- SET PROBLEM A -
Using the article on the American League batting race, decide whether each statement agrees with it: (i) Mauer had three hits in four at-bats against the Yankees on Tuesday; (ii) Sabathia struck Mauer out twice on Wednesday; (iii) Derek Jeter's average stood at .320 after Wednesday's game. Answer each with yes or no and quote the words from the article that settle it.

- QUOTED TEXT -
MINNEAPOLIS Joe Mauer has been in the race before. Three times, he's emerged victorious.
Now, the Minnesota Twins catcher is trying to come from behind to win his fourth American League batting title. Mauer entered Wednesday's game in hot pursuit of Tigers slugger Miguel Cabrera, who is a threat to become baseball's first Triple Crown winner since Boston's Carl Yastrzemski in 1967. Cabrera ended Tuesday's game against Kansas City batting .329. After going 3-for-4 against the Yankees on Tuesday, Mauer was close behind Cabrera at .326.
But Mauer went 0-for-4 in the series finale against the Yankees on Wednesday, dropping his average to .323. He struck out three times against New York ace CC Sabathia before grounding out in his final at-bat.
That dropped Mauer behind Angels rookie sensation Mike Trout, who is batting .324 entering Los Angeles' game Wednesday night against Seattle. Meanwhile, Yankees shortstop Derek Jeter is still in contention with a .320 average after going 0-for-4 with a walk Wednesday against Minnesota.
It's turned into a four-horse race for the AL batting title with one week left in the season. If Mauer takes the lead down the home stretch to win it, few people if any will be surprised.
"I think we all take him for granted. He makes it look too easy," Twins manager Ron Gardenhire said of Mauer. "Three hits here, two hits there. It's a constant with him. It is fun to see him."

- SET PROBLEM B -
From the listing, duplicate the lines starting at the one containing "# Detect every instance of parked" and ending at the one containing "[0,2,39,20]", with both of those lines included.

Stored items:
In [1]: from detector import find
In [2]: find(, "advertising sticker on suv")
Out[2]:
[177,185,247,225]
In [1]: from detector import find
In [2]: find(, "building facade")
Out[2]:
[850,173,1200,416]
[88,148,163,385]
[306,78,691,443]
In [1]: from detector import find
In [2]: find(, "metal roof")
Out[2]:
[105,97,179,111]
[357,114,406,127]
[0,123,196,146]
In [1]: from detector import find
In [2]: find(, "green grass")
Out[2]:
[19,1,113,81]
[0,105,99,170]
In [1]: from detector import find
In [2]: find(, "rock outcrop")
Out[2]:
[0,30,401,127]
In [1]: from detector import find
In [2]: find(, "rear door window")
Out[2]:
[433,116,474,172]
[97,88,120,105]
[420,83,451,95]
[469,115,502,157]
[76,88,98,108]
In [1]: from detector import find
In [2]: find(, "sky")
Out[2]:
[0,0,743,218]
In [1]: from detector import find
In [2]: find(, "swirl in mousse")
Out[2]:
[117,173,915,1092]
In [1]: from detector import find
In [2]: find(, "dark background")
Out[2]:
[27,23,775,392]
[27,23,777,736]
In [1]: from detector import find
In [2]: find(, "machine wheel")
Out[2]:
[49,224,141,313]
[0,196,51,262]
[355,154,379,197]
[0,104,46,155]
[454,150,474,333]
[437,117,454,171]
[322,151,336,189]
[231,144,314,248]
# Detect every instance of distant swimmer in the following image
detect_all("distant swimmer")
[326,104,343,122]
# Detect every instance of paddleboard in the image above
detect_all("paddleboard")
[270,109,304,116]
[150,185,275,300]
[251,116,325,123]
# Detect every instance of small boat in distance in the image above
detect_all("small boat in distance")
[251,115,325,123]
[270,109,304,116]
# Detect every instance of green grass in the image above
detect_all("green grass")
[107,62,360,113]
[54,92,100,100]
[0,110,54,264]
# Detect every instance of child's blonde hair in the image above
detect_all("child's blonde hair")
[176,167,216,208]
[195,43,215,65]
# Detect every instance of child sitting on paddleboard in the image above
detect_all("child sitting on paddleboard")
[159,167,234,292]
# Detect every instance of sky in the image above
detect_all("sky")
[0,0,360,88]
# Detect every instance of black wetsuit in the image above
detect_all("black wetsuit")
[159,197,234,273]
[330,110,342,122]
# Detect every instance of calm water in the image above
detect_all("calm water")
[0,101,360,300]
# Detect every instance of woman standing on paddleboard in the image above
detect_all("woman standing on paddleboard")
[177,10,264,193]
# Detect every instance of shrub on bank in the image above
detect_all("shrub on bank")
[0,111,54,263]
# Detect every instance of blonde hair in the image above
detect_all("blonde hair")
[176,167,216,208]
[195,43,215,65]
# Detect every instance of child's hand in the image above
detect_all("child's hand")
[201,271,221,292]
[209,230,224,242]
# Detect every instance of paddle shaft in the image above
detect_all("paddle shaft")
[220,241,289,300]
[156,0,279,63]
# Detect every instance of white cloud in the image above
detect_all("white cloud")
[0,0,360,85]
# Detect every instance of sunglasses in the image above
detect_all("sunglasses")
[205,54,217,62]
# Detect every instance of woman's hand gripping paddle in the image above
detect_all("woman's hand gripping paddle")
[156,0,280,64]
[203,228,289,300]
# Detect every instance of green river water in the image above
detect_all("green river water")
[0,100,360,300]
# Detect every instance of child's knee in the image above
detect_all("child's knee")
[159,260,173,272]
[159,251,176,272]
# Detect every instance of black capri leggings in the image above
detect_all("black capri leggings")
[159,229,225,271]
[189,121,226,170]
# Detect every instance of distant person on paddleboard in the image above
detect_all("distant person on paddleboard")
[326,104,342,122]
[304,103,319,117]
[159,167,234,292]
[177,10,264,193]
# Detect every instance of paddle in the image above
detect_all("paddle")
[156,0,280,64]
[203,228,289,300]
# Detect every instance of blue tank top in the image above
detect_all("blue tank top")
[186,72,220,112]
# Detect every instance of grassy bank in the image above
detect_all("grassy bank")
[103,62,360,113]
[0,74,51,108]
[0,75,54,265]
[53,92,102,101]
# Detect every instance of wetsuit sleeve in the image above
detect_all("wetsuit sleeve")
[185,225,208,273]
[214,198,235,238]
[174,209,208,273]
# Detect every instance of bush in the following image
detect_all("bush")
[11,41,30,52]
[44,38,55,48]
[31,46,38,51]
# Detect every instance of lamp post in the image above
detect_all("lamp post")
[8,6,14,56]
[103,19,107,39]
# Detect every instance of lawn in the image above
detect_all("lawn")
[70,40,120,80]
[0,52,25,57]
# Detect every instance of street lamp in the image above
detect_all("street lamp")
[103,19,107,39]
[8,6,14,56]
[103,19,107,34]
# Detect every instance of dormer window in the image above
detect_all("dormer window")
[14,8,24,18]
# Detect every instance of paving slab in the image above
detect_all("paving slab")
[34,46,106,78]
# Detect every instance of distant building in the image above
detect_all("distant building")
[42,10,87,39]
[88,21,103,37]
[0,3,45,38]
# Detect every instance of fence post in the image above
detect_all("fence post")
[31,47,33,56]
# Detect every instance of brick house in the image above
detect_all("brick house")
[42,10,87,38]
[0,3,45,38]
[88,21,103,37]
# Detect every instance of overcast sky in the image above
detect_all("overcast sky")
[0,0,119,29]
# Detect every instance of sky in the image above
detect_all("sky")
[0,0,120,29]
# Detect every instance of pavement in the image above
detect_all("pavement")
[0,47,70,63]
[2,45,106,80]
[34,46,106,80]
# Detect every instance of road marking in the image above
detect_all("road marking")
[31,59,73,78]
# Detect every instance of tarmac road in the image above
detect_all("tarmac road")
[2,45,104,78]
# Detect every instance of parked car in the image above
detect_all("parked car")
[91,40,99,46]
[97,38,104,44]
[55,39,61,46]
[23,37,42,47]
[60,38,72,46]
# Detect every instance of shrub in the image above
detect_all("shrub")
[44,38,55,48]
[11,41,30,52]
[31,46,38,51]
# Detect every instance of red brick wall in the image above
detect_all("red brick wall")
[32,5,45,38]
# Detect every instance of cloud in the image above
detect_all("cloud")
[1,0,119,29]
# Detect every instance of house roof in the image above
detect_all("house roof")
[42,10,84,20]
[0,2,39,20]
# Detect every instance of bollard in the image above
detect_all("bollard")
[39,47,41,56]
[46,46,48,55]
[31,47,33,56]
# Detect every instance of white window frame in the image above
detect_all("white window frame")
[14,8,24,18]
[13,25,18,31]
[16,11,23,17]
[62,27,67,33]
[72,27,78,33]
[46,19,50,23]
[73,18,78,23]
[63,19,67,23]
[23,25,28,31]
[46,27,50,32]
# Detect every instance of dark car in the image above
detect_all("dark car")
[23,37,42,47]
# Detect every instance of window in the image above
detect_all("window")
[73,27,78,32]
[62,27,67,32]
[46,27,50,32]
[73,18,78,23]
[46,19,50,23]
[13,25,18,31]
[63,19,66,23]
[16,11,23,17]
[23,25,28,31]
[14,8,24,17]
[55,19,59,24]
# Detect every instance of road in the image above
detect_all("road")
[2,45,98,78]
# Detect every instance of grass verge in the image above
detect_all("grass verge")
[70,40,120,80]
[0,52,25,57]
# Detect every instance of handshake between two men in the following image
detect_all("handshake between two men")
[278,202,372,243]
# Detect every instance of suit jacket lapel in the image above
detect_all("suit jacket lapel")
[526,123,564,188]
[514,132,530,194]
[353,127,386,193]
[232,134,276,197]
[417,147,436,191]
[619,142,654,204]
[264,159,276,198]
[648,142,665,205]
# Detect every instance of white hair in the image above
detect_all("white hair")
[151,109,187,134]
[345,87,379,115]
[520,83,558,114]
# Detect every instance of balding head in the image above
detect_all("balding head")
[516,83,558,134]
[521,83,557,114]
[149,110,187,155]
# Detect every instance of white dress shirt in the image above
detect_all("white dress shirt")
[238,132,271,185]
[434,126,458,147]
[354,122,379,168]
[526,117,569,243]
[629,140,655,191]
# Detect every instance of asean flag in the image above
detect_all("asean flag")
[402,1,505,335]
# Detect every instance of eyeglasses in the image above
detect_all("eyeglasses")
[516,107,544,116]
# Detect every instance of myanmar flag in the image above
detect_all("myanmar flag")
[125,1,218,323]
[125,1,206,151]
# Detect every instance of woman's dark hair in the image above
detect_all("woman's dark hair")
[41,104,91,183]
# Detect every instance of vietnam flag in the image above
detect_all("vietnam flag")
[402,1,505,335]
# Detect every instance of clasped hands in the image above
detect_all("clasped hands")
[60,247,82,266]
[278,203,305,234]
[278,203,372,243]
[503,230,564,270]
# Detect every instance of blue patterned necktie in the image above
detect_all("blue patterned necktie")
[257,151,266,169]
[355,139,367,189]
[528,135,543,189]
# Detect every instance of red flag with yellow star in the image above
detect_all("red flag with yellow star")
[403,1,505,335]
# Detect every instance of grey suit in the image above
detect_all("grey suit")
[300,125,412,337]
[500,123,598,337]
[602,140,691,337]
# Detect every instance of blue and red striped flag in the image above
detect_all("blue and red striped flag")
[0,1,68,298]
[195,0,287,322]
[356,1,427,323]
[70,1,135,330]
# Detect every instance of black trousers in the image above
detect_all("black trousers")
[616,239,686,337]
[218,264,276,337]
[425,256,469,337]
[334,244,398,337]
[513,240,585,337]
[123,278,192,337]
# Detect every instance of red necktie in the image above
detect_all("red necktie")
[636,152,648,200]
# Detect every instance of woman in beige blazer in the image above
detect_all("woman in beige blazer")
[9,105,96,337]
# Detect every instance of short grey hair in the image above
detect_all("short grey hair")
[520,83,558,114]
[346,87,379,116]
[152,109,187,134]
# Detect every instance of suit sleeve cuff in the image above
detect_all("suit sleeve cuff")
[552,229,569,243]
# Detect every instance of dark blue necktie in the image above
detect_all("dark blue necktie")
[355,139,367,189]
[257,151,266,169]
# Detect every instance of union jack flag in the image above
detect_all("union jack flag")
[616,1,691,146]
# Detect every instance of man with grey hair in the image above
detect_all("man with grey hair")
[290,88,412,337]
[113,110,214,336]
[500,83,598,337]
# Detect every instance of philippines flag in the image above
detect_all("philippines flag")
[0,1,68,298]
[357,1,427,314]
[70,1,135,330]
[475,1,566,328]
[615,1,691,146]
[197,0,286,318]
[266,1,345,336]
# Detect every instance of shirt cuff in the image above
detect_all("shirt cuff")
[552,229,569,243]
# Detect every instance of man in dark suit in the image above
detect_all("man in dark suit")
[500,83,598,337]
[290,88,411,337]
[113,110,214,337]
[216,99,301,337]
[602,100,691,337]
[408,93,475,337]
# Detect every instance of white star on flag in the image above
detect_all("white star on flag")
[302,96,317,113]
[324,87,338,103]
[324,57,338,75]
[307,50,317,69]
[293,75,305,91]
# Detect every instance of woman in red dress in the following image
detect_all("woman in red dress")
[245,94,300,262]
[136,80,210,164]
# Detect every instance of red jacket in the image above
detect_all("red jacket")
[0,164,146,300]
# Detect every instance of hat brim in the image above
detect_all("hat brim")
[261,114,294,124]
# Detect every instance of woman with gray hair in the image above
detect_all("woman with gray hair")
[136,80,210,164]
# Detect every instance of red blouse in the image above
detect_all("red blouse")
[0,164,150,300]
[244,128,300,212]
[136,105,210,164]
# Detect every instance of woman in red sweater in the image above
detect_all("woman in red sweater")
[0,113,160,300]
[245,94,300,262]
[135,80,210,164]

- FULL ANSWER A -
(i) Yes: "After going 3-for-4 against the Yankees on Tuesday, Mauer was close behind Cabrera at .326."
(ii) No: "He struck out three times against New York ace CC Sabathia before grounding out in his final at-bat."
(iii) Yes: "Yankees shortstop Derek Jeter is still in contention with a .320 average after going 0-for-4 with a walk Wednesday against Minnesota."

- FULL ANSWER B -
# Detect every instance of parked car in the image above
detect_all("parked car")
[91,40,99,46]
[97,38,104,44]
[55,39,61,46]
[23,37,42,47]
[60,38,72,46]
# Detect every instance of shrub in the image above
detect_all("shrub")
[44,38,55,48]
[11,41,30,52]
[31,46,38,51]
# Detect every instance of red brick wall in the image above
detect_all("red brick wall")
[32,5,45,38]
# Detect every instance of cloud in the image above
detect_all("cloud")
[1,0,119,29]
# Detect every instance of house roof in the image above
detect_all("house roof")
[42,10,84,20]
[0,2,39,20]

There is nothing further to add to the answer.